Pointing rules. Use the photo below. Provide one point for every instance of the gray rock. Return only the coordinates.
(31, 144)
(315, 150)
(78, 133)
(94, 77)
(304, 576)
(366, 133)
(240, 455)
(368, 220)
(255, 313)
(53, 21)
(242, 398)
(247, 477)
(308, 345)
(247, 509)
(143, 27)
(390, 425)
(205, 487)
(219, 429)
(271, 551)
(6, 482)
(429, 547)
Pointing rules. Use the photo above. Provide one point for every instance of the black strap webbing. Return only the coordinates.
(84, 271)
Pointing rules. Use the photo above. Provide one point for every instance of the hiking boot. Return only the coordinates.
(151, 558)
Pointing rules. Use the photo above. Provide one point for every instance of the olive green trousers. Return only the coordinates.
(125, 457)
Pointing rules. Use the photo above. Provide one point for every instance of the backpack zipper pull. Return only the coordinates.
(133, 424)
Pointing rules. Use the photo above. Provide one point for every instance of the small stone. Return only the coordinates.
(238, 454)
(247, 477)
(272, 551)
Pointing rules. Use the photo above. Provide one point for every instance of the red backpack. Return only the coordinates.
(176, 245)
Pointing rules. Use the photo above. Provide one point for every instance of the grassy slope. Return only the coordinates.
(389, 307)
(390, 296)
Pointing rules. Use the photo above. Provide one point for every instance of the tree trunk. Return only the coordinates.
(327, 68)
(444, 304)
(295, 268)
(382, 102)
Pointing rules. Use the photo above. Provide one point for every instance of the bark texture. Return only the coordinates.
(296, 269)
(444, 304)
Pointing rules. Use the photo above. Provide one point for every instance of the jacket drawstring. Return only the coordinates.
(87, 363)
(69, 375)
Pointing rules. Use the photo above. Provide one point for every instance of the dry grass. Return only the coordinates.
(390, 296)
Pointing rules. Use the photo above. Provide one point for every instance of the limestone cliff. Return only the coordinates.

-*-

Stated goal » Pull out the wording of every item above, verbatim and in the order given.

Output for this task »
Pointing rules. Use the photo below. Provide one point for every instance of the gray rock. Return only the coordinates.
(31, 144)
(315, 150)
(78, 133)
(94, 77)
(304, 576)
(366, 133)
(240, 455)
(368, 220)
(255, 313)
(53, 21)
(242, 398)
(247, 477)
(308, 345)
(247, 509)
(143, 27)
(390, 425)
(205, 487)
(219, 429)
(271, 551)
(6, 482)
(429, 547)
Pointing rules. Use the photo above. Provide one point for every instance of the black strap webbing. Return only the coordinates.
(84, 271)
Pointing rules. Use the photo above. Provide one point for every instance of the hiking boot. Return only the coordinates.
(151, 558)
Pointing rules. Use the photo above. Provide one point for every instance of the olive green trousers. Return only the coordinates.
(125, 457)
Pointing rules. Use the photo above. Provide one point for every instance of the backpack zipper pull. Return only the coordinates.
(133, 424)
Pointing rules. Use the photo above. Provide one point for every instance of the small stone. Return only the coordinates.
(238, 454)
(247, 477)
(272, 551)
Pointing rules. Use the photo above. Provide one point for every instance of the red backpack. Return only the coordinates.
(176, 245)
Pointing rules. Use the photo above. Provide one point for every instance of the grassy slope. Return only the coordinates.
(389, 307)
(390, 296)
Pointing rules. Use the photo above. Provide one point for every instance of the tree trunk. Return only the coordinates.
(327, 68)
(444, 304)
(295, 268)
(382, 102)
Pointing rules. Use the photo above. Provide one point for every instance of the bark texture. Return only the coordinates.
(296, 269)
(444, 304)
Pointing rules. Use the photo above. Provide one point for every instance of the jacket drawstring. Return only the coordinates.
(87, 363)
(69, 375)
Pointing rules. Use the photo above. Provide one point for every instance of the dry grass. Return only the coordinates.
(390, 296)
Pointing rules. Use the photo above. Provide one point for every instance of the limestone cliff. Return only the coordinates.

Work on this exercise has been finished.